→ Given text:
*** Begin section ***
The Beitou Museum (北投文物館 (北投文物馆, Běitóu Wénwùguǎn)) or sometimes called Taiwan Folk Arts Museum is a museum in Beitou District, Taipei, Taiwan.

==History==

===Empire of Japan===
The museum building was originally built in 1921 as Kazan Hotel, the best hot spring hotel during the Japanese rule. During WWII, the hotel was used by Japanese Kamikaze squadron pilots, and the tatami room on the second floor was where they would have their last meal before the final flight of their lives.

===Republic of China===
After the handover of Taiwan to the Republic of China (ROC) in 1945, the ROC Ministry of Foreign Affairs took over the building and converted it into a dormitory. It was then later be given the name Old Moon Manor due to its use as the set for a traditional costume drama. The building was subsequently taken over by the museum founder and the Taiwan Folk Art and Antique House was established there, dedicated to preserving folk relics and aboriginal art from earlier times. The name was later changed to the current name Beitou Museum.

In 1998, the museum building was designated a historic site by the Taipei City Government. It is one of the largest freestanding wooden structures remaining in Taiwan from the Japanese colonial era. Restoration was made to the building starting 2002 for five years and the building was reopened to the public in 2008.

==Collections==
- Taiwan Folk Art
- Taiwan Aboriginal Art
- Early Clothing and Textiles of Taiwan

==Transportation==
The museum is accessible within walking distance east from Xinbeitou Station of the Taipei Metro.
*** End section ***
→ Exercise: Reproduce the Beitou Museum text starting at "In 1998, the" and ending at "public in 2008.", with "wooden" switched to "timber".

→ Listed entries:
*** Begin section ***
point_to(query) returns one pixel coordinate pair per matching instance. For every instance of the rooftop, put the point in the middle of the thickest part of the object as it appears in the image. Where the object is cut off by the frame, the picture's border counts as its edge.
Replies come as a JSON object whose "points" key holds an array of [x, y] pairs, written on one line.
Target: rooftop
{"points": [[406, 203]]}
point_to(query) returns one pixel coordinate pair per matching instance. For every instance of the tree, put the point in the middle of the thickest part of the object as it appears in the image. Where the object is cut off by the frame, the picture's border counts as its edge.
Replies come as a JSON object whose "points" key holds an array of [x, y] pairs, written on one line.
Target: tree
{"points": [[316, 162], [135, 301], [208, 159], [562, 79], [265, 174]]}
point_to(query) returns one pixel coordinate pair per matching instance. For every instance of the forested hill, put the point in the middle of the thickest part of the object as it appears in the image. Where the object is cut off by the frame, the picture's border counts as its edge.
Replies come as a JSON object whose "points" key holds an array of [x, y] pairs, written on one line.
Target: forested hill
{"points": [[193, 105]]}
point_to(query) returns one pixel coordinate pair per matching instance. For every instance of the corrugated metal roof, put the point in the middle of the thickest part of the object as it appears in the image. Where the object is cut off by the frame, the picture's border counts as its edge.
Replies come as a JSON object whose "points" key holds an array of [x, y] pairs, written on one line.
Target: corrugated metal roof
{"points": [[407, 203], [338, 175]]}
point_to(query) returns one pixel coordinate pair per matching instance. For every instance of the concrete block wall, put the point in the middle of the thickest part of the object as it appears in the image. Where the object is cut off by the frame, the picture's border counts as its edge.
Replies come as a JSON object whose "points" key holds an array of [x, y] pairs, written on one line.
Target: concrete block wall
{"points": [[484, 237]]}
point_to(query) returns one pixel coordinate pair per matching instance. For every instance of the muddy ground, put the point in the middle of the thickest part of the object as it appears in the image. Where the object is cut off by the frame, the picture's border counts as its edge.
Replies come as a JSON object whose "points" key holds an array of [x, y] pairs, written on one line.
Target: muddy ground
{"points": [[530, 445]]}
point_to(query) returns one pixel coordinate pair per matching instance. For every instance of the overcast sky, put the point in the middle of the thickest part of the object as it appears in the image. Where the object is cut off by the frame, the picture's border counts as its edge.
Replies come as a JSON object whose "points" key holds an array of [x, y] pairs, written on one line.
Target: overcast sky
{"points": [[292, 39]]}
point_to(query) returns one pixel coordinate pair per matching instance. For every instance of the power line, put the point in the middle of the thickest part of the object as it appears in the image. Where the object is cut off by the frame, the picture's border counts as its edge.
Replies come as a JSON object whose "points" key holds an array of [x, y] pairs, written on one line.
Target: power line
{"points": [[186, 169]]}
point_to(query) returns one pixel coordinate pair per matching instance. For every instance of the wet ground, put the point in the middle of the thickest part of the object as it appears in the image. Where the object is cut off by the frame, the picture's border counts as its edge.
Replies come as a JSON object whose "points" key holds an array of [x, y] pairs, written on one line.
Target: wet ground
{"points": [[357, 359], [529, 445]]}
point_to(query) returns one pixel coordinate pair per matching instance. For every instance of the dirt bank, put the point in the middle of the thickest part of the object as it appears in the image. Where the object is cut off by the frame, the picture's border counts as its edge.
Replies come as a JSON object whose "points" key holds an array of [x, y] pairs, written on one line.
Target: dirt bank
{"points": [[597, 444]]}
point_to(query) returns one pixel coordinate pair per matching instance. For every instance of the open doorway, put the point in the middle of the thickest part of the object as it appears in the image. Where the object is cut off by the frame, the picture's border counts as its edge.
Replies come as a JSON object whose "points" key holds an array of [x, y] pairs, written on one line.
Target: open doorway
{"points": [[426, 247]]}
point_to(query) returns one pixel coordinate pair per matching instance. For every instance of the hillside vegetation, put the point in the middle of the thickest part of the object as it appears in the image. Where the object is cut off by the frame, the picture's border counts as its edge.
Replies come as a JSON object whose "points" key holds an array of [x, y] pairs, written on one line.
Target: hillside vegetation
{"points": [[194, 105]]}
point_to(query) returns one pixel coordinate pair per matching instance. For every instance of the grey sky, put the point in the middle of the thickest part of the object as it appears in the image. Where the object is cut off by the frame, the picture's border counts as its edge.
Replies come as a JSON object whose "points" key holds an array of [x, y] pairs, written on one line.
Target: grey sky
*** End section ***
→ Written answer:
In 1998, the museum building was designated a historic site by the Taipei City Government. It is one of the largest freestanding timber structures remaining in Taiwan from the Japanese colonial era. Restoration was made to the building starting 2002 for five years and the building was reopened to the public in 2008.